> [Given request]
Can you reproduce all of the data below verbatim, with the pictures left out?

> [Given entries]
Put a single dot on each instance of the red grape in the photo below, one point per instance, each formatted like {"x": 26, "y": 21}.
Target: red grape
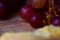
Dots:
{"x": 56, "y": 21}
{"x": 37, "y": 3}
{"x": 26, "y": 12}
{"x": 36, "y": 20}
{"x": 3, "y": 8}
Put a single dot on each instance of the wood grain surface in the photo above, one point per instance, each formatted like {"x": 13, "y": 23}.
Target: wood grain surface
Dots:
{"x": 15, "y": 24}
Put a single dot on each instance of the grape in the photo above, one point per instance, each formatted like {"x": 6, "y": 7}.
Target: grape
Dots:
{"x": 37, "y": 3}
{"x": 14, "y": 5}
{"x": 57, "y": 6}
{"x": 56, "y": 21}
{"x": 26, "y": 12}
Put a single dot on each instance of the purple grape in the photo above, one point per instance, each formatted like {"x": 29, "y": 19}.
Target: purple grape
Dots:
{"x": 56, "y": 21}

> [Exercise solution]
Put a single dot on each instance of the red grape in the photo below, one point per instance, each formatted like {"x": 26, "y": 21}.
Target: red grape
Dots:
{"x": 56, "y": 21}
{"x": 37, "y": 3}
{"x": 26, "y": 12}
{"x": 36, "y": 20}
{"x": 3, "y": 8}
Put a single dot on each instance of the wood grain surface in the photo above, one point per instance, each formatted like {"x": 13, "y": 23}.
Target: wood grain surface
Dots:
{"x": 15, "y": 24}
Put a single dot on each instance of the grape in the photo above, one point per instance, each formatted like {"x": 6, "y": 7}.
Target: grape
Dots:
{"x": 37, "y": 3}
{"x": 14, "y": 5}
{"x": 57, "y": 6}
{"x": 56, "y": 21}
{"x": 26, "y": 12}
Put a single dot on each instance of the purple grape in the photo above, one point per instance, each formatted like {"x": 29, "y": 19}.
Target: purple grape
Dots:
{"x": 56, "y": 21}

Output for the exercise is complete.